(Required actions)
(a) List every person named in the passage on the school's land dispute.
(b) Resume the passage on the school's land dispute after its last sentence.

(Given passage)
[START]

18. The school took possession of the suit land and was carrying on commercial activities such as growing maize, fodder and rearing pigs. Henry Kiptony Kiplagat the principal of the school gave the history of the school which was registered in 1979 as a “harambee” school. Due to its expansion, the school changed its status from a harambee to a private school. The school stands on 1,180 acres of land out of which Moi donated 1,080 acres while the late Walter donated 100 acres. The school is currently owned by a Charitable Trust and Moi is the Chairman.
According to the principal, the school has been in occupation of the suit land from 1981 when they fenced it for their own exclusive use. The school’s occupation has never been disturbed until Malcolm purported to issue a notice of eviction.
19. The learned trial judge disbelieved Malcolm’s evidence, and made a finding that the school is a different entity from Moi. He also made a finding that the school was able to prove the claim of adverse possession of the disputed land for a period of over twenty  years. He therefore, ordered Malcolm to transfer the suit land within thirty  days and in default, the Deputy Registrar of the court would do so. This is the judgment that gave rise to this appeal in which Malcolm has raised twenty eight  grounds of appeal.

[END]

(Excerpted data)
[START]

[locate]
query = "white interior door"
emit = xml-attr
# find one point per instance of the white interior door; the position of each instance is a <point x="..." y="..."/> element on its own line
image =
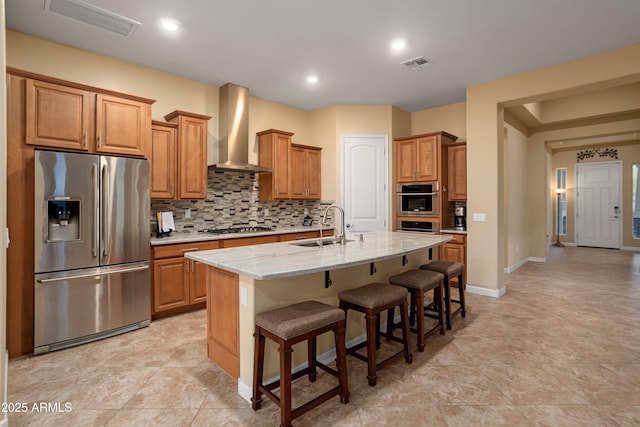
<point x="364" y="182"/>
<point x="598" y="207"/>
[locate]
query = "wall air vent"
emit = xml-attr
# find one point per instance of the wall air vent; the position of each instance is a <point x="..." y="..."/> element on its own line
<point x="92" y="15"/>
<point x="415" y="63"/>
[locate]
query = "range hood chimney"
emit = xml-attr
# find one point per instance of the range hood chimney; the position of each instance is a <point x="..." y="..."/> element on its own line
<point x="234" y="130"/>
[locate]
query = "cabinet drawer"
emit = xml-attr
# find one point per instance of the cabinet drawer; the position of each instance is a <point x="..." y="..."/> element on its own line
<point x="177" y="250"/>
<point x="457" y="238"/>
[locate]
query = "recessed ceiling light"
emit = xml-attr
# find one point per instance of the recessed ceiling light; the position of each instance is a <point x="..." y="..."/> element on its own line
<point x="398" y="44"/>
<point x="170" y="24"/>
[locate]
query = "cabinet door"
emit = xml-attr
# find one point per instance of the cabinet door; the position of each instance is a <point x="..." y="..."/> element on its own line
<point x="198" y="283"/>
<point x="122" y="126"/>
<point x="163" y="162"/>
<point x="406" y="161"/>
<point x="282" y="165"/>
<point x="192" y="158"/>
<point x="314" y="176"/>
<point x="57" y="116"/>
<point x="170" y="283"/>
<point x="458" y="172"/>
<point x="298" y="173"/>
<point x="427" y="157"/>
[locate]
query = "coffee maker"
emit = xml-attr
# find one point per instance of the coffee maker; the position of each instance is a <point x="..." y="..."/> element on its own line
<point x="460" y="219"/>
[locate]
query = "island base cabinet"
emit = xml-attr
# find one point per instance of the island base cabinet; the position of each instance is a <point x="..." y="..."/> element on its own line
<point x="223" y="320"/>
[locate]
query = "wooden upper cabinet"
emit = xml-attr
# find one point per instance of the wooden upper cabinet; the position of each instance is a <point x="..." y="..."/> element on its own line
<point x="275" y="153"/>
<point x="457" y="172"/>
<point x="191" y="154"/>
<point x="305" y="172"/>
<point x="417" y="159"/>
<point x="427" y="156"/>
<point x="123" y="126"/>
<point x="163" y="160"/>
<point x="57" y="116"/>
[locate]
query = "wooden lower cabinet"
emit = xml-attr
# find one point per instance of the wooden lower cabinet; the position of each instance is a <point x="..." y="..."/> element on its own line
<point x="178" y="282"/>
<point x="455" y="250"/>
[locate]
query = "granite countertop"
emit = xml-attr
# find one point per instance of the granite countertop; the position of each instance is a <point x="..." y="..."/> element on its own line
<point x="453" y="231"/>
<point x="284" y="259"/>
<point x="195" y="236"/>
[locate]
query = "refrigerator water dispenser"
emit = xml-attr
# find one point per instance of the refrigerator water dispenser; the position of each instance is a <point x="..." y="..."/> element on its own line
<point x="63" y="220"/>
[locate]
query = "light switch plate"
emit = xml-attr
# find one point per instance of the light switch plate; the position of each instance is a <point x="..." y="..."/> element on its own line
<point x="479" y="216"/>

[END]

(Final answers)
(a) Henry Kiptony Kiplagat, Moi, Walter, Malcolm

(b)
20. During the hearing, Mr Mutie, learned counsel for the appellant, who appeared with Mr Kahiga, reduced the grounds of appeal to six and argued them as follows:
It was submitted on behalf of the appellant that where possession of land was with the consent of the registered owner, such possession cannot be adverse at the same time. In this case, the school was in possession of the suit land with the consent of Walter until his death and time started running immediately the demand of vacant possession was made. This submission found support in the case of WAMBUGU VS NJUGUNA, (1983) KLR 172 at holding 4, where this Court held:
“Where the claimant is in exclusive possession of the land with leave and licence of the appellant in pursuance to a valid agreement, the possession becomes adverse and time begins to run at the time the licence is determined. Prior to the determination of the licence, the occupation is not adverse but with permission. The occupation can only be either with permission or adverse, the two concepts cannot co-exist.”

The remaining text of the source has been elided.